• Task A:
Reproduce the passage of the wheat crop report between "THE weekly United" and "prices last week.", inclusive, word for word.
• Task B:
In the wheat crop report, what share of the US spring wheat crop was rated good to excellent at this time last year?

THE weekly United States Department of Agriculture (USDA) Crop Progress Report, released on Monday night each week, revealed two major factors impacting wheat prices last week.
The first is that the winter wheat harvest is finally gathering pace, with 17 per cent of the crop in the bin.
While this lags the average pace of 26pc, new supplies are hitting the US market, and peak harvest pressure on the market is just around the corner.
Chicago Board of Trade (CBoT) Soft Red Winter wheat futures have come under harvest pressure, and while the May price lows, and the June lows to date, may hold, harvest is becoming a factor in preventing the market from moving aggressively higher.
The other factor was the condition rating for the US spring wheat crop.
The percentage of the crop rated good to excellent slumped 10 points to just 27pc.
That is a big weekly drop and compares to 75pc of the crop rated good to excellent at this time last year.

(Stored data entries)
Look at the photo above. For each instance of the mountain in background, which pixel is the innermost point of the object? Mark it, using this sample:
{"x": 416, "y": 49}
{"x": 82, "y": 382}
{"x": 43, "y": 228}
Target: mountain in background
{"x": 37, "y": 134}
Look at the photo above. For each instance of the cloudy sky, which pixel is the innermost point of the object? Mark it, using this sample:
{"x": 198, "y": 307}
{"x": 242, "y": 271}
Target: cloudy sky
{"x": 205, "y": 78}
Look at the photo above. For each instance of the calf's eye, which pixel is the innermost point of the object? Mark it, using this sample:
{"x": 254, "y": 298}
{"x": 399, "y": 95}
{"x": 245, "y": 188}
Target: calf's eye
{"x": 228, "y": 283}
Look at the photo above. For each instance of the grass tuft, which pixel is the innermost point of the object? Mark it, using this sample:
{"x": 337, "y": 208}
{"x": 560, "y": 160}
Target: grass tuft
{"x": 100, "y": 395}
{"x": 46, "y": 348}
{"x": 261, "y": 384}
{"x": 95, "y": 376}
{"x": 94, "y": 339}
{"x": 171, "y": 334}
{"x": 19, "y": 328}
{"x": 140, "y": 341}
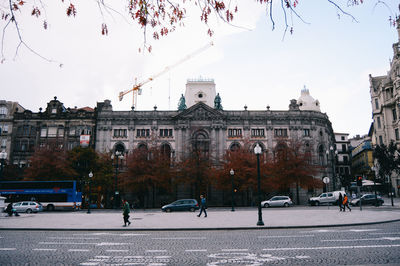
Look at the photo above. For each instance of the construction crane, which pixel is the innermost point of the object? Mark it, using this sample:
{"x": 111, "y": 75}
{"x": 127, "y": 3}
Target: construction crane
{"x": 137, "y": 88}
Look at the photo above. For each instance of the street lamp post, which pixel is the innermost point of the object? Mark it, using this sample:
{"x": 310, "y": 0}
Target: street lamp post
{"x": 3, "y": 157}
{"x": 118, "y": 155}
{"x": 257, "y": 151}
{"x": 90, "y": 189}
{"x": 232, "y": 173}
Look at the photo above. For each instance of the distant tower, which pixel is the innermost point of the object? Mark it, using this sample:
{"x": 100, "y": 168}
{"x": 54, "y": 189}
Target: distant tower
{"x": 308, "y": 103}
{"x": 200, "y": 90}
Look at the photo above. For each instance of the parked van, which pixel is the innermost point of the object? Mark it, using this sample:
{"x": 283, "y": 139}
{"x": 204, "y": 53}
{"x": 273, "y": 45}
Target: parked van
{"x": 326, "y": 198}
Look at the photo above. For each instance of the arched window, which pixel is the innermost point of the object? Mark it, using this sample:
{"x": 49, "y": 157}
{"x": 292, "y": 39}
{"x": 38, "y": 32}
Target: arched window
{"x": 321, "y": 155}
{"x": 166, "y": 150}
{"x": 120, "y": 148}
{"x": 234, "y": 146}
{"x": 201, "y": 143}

• Response A:
THE weekly United States Department of Agriculture (USDA) Crop Progress Report, released on Monday night each week, revealed two major factors impacting wheat prices last week.

• Response B:
75pc